What you will do: Each entry in the block below needs to be copied out exactly.

Entries supplied:
——

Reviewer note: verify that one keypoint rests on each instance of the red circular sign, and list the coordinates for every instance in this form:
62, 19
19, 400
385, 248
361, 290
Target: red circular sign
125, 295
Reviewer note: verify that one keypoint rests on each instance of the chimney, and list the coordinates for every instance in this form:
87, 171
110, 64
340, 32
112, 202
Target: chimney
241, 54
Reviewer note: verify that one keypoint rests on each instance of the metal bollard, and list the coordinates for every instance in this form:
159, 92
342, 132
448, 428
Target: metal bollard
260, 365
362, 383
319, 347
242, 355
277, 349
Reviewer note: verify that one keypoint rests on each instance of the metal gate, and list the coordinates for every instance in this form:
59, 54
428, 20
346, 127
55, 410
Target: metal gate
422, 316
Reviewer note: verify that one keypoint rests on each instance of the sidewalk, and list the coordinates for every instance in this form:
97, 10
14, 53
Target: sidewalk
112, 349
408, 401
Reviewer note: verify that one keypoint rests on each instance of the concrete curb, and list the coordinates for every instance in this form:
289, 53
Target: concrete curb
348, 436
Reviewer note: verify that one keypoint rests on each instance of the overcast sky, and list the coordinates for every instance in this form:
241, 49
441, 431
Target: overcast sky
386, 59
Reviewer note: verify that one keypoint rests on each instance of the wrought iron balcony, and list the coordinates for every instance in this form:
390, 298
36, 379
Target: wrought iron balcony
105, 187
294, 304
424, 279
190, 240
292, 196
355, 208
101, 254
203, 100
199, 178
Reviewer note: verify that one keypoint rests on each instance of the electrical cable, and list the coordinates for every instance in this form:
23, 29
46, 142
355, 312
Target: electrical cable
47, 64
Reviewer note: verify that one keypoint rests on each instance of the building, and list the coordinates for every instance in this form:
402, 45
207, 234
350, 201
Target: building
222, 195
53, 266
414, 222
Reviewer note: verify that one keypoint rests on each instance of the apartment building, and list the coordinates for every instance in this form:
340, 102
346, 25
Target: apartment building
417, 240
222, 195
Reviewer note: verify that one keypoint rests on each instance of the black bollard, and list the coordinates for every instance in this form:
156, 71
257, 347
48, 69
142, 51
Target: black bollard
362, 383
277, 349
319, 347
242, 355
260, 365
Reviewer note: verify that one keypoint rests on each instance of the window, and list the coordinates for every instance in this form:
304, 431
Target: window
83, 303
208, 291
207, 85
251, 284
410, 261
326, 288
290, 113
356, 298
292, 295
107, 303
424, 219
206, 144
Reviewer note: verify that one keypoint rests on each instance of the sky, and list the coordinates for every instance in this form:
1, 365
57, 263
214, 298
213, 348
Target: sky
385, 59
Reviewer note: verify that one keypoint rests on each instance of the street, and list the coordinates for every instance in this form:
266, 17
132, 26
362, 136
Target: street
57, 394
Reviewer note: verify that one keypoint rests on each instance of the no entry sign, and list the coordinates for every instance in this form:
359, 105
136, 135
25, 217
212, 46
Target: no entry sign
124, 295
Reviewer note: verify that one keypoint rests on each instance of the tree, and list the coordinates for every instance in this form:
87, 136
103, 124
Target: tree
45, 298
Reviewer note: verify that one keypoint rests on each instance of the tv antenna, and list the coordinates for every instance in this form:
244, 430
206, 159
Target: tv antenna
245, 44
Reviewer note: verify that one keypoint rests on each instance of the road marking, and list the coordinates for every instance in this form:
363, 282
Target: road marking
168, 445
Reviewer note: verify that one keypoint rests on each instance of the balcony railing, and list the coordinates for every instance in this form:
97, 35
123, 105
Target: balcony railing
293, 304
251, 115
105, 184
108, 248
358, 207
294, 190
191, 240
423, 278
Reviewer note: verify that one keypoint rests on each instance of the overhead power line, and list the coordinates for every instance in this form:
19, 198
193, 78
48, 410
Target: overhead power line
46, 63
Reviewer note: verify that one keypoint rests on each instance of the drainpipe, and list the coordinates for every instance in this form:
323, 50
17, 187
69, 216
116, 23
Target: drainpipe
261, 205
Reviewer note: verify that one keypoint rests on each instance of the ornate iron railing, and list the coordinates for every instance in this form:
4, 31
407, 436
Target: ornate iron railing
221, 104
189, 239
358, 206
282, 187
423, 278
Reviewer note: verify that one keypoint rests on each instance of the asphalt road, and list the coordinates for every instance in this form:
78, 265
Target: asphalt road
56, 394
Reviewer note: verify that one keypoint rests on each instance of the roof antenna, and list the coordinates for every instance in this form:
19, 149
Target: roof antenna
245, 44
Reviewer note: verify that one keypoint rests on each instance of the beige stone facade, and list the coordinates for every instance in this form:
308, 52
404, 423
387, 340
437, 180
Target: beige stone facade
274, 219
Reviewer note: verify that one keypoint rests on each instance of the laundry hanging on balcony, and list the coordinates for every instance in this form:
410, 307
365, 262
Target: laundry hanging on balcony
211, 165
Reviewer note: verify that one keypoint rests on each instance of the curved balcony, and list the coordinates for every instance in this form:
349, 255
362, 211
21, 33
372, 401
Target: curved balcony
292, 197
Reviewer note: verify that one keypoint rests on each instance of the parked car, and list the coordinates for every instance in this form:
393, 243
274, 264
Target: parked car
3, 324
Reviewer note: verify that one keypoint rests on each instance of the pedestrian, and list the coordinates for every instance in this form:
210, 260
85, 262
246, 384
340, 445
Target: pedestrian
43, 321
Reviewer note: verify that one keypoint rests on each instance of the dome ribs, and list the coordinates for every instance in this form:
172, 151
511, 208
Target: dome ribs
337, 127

——

Answer below:
Reviewer note: verify that one keypoint rests on each instance of the red circular sign, and list the coordinates for every instance in this form:
62, 19
19, 400
385, 248
361, 290
Target: red circular sign
125, 295
Reviewer note: verify that one keypoint rests on each instance of the chimney, and list the coordinates for every instance in this form:
87, 171
110, 64
340, 32
112, 202
Target: chimney
241, 54
Reviewer note: verify that one keypoint rests on each instance of the metal bollard, and list the coordinates for every instance in this form:
159, 92
342, 132
448, 428
Target: metal bollard
260, 365
362, 383
319, 347
242, 355
277, 349
Reviewer note: verify that one keypoint rests on each instance of the metal gate, and list the coordinates for every instance in this form:
59, 54
428, 20
346, 127
55, 410
Target: metal gate
422, 316
Reviewer note: verify that one keypoint rests on each instance of the sidewalk, and list the coordinates for every instance in this form:
97, 10
14, 53
Target: sidewalk
112, 349
408, 401
Reviewer note: verify that one keypoint rests on each instance of the concrete curb, and list the coordinates for every instance in this form:
289, 53
Target: concrete curb
348, 436
Reviewer note: verify that one keypoint rests on each instance of the overcast sky, and list the coordinates for every instance in this form:
241, 49
441, 431
Target: overcast sky
386, 59
Reviewer note: verify that one keypoint rests on each instance of the wrought iron balcony, and list the coordinates for every instance in this form:
390, 298
36, 379
Target: wrought iron balcony
105, 187
294, 304
424, 279
190, 240
292, 196
355, 208
101, 254
203, 100
199, 178
Reviewer note: verify that one keypoint rests on each instance of the electrical cable, and list the coordinates for every instance in this form:
23, 29
46, 142
355, 312
Target: electrical cable
47, 64
Reviewer note: verify that one keypoint rests on each instance of the building, and list the coordinates for every instance in this form:
402, 45
207, 234
350, 201
Target: building
222, 195
53, 266
414, 222
Reviewer note: verify that one keypoint rests on each instance of the apartment building, and list the coordinates for every instance in this form:
340, 102
346, 25
Target: apartment building
417, 240
222, 195
Reviewer note: verify that one keypoint rests on each instance of the black bollard, and list the coordinates for every instance in this form:
156, 71
257, 347
48, 69
142, 51
Target: black bollard
362, 383
277, 349
319, 347
242, 355
260, 365
Reviewer note: verify that one keypoint rests on each instance of the window, and list the coordinates for every instance in this form:
304, 431
Target: window
83, 303
208, 291
207, 85
251, 284
410, 261
326, 288
290, 113
356, 298
292, 295
107, 303
424, 219
206, 144
Reviewer note: verify that one keypoint rests on each instance of the sky, and list the coordinates for every instance in this form:
1, 365
57, 263
214, 298
213, 348
Target: sky
385, 59
Reviewer note: verify that one keypoint rests on each instance of the street, and list the coordinates for every instance in this form:
266, 17
132, 26
362, 136
Target: street
57, 394
Reviewer note: verify that one keypoint rests on each instance of the no entry sign, and list the coordinates for every instance in this form:
359, 105
136, 135
25, 217
212, 46
Target: no entry sign
124, 295
Reviewer note: verify that one keypoint rests on each instance of the tree, and list the coordinates for every instance in this form:
87, 136
103, 124
Target: tree
45, 298
Reviewer note: verify that one keypoint rests on each instance of the tv antenna, and list the coordinates for every instance in this form:
244, 430
206, 159
Target: tv antenna
245, 44
Reviewer note: verify that one keypoint rests on each instance of the road marking, and list the coordinates for every instance in this form:
363, 282
Target: road marking
168, 445
Reviewer note: verify that one keypoint rests on each instance of the balcony railing, and list the coordinates for every instance in this form:
97, 35
123, 105
Target: balcony railing
293, 304
251, 115
105, 184
108, 248
358, 207
294, 190
191, 240
423, 278
Reviewer note: verify that one keypoint rests on each instance of the overhead power line, and list the coordinates for every instance in this form:
19, 198
193, 78
48, 410
Target: overhead power line
46, 63
Reviewer note: verify that one keypoint rests on each instance of the drainpipe, and list the coordinates for every instance in this form:
323, 50
17, 187
69, 216
116, 23
Target: drainpipe
261, 205
Reviewer note: verify that one keypoint rests on each instance of the ornate iron railing, and list the coordinates for every instance in this form:
4, 31
407, 436
Target: ornate iron railing
221, 104
189, 239
358, 206
282, 187
423, 278
Reviewer note: verify that one keypoint rests on each instance of the asphalt road, and list the coordinates for every instance in this form:
78, 265
Target: asphalt road
56, 394
Reviewer note: verify that one keypoint rests on each instance of the roof antenna, and list the coordinates for every instance in this form:
19, 149
Target: roof antenna
245, 44
Reviewer note: verify that one keypoint rests on each instance of the beige stone facade, and list the coordinates for every instance in this form:
308, 52
404, 423
387, 340
437, 180
Target: beige stone facade
274, 219
Reviewer note: verify that one keypoint rests on each instance of the laundry hanging on balcony, and list the coordinates for every instance in this form:
410, 307
365, 262
Target: laundry hanging on balcony
211, 165
Reviewer note: verify that one keypoint rests on each instance of the curved balcony, and list the coordinates for every instance in this form:
349, 255
362, 211
21, 33
372, 401
Target: curved balcony
292, 197
Reviewer note: verify that one keypoint rests on each instance of the parked car, and list the coordinates for every instance in this form:
393, 243
274, 264
Target: parked car
3, 324
Reviewer note: verify that one keypoint rests on each instance of the pedestrian, and list the coordinates for every instance in this form:
210, 260
85, 262
246, 384
340, 445
Target: pedestrian
43, 321
Reviewer note: verify that one keypoint rests on each instance of the dome ribs, and list the coordinates for every instance in this form:
172, 151
511, 208
Target: dome ribs
337, 127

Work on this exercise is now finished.